**WORK TO COMPLETE:**
Copy the data from the line that contains "Objective: one point per instance of the red" to its last line, exactly, including both of those lines and leaving out everything before.

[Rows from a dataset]
_ _ _ _ _ _ _

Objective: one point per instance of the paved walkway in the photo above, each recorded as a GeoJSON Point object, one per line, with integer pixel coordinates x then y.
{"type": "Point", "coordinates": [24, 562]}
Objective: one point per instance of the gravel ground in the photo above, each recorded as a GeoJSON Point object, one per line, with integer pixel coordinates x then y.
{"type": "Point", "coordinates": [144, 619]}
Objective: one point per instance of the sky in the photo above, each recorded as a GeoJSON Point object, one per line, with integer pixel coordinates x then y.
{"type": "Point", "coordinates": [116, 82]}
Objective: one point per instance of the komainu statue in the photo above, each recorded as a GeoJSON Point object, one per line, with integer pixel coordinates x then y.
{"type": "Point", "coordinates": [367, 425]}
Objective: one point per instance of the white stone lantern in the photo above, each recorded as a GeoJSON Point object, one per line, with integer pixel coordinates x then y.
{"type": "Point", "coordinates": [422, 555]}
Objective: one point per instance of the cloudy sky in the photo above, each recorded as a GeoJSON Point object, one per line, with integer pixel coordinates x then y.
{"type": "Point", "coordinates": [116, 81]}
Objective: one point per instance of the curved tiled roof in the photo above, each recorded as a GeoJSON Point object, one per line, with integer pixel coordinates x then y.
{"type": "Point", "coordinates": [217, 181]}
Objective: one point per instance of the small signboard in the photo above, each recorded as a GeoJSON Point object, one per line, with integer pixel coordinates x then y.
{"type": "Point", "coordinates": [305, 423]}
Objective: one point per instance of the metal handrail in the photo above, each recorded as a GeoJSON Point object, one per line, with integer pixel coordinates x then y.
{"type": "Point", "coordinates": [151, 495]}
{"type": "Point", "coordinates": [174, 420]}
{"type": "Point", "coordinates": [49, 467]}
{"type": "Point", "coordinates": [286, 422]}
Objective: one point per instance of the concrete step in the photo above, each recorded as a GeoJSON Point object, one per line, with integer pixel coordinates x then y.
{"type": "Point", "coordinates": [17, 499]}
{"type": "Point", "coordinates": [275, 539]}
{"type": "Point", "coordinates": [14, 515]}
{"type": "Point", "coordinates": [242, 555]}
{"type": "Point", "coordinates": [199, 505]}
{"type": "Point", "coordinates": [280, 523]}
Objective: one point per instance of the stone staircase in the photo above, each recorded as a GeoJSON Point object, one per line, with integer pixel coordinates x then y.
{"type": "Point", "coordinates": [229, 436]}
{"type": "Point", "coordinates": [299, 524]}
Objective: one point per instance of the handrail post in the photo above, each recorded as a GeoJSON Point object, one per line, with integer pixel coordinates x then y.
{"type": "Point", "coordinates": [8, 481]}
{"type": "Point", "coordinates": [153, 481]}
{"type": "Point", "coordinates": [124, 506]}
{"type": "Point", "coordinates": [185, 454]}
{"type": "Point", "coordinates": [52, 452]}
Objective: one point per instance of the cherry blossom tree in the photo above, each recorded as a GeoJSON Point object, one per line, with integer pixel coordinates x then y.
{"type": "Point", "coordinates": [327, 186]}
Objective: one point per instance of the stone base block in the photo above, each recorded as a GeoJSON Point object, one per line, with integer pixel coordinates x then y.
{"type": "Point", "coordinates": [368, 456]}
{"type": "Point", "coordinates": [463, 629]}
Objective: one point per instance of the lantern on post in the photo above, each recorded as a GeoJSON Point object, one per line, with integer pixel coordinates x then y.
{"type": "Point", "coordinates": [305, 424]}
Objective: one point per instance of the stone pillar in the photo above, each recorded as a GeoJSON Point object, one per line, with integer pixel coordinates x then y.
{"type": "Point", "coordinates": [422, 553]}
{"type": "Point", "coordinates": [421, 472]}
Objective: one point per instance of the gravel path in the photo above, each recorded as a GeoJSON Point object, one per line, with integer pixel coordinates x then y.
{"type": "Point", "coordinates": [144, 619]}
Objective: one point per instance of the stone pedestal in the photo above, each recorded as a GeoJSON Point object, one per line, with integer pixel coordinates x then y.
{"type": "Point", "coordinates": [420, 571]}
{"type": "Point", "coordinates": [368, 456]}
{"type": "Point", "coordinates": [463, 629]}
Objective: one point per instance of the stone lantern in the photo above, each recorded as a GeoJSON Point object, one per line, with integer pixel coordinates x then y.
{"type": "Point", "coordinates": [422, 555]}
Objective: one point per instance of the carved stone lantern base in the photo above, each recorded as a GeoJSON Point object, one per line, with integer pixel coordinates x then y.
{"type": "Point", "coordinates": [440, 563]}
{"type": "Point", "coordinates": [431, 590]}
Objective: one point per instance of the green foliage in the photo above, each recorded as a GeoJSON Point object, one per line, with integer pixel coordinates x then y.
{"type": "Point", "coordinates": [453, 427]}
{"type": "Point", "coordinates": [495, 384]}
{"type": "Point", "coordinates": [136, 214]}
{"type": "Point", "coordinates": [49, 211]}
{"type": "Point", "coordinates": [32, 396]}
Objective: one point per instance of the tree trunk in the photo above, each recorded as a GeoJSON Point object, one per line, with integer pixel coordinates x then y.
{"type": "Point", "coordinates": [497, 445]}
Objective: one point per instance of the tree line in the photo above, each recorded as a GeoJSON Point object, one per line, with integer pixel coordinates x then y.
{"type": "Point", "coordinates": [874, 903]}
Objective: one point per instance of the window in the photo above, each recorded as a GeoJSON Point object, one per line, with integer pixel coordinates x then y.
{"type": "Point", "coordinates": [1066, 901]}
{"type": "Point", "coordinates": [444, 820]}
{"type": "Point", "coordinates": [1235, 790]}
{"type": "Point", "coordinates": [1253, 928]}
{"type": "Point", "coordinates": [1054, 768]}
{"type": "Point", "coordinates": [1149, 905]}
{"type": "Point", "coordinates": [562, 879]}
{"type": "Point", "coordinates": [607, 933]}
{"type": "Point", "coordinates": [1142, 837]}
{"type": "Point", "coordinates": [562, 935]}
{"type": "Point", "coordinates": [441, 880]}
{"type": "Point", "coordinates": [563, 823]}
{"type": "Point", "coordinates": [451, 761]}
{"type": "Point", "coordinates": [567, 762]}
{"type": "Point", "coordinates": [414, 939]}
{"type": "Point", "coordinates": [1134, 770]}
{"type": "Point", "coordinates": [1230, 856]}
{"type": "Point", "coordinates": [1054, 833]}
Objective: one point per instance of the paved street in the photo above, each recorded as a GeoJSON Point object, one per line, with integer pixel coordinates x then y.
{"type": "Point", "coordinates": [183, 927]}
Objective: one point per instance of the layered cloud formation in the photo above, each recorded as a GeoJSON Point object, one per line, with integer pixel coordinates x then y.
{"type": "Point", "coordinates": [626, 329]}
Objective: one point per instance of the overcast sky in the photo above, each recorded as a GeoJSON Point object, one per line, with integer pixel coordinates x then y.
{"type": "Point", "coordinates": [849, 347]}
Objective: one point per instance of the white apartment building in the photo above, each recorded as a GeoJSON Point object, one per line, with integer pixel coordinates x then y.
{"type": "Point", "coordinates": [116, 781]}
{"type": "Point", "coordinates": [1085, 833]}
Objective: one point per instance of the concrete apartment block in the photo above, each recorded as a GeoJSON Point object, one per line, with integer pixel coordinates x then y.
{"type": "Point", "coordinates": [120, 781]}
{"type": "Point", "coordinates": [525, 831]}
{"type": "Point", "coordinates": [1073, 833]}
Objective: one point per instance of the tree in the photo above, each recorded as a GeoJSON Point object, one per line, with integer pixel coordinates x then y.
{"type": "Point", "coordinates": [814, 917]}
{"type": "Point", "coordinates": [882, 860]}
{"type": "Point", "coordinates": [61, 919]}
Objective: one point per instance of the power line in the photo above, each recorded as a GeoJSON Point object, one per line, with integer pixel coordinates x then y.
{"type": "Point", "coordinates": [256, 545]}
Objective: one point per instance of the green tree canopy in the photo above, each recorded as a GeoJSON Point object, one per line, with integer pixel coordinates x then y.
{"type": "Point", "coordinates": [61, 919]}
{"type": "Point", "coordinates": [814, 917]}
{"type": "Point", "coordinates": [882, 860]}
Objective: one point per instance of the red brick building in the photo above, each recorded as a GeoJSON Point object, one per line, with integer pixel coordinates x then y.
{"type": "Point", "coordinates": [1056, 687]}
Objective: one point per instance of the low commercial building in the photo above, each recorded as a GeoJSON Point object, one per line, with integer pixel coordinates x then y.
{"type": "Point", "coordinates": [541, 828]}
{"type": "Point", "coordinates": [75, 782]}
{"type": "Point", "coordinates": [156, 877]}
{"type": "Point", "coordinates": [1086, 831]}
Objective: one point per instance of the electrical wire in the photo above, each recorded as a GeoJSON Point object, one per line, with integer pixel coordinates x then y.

_ _ _ _ _ _ _

**FULL SOLUTION:**
Objective: one point per instance of the red brick building in the photo above, each recorded as a GeoJSON Point object, one per line, with integer pixel coordinates x then y.
{"type": "Point", "coordinates": [1056, 687]}
Objective: one point per instance of the low commercial building in the photo above, each recorded as a GeoJSON Point object, one per line, with integer pixel coordinates x then y.
{"type": "Point", "coordinates": [541, 828]}
{"type": "Point", "coordinates": [75, 782]}
{"type": "Point", "coordinates": [156, 877]}
{"type": "Point", "coordinates": [1086, 831]}
Objective: one point per instance of the electrical wire in the photo above, each recorded as a GeoJSON Point object, one per line, with integer pixel coordinates x then y.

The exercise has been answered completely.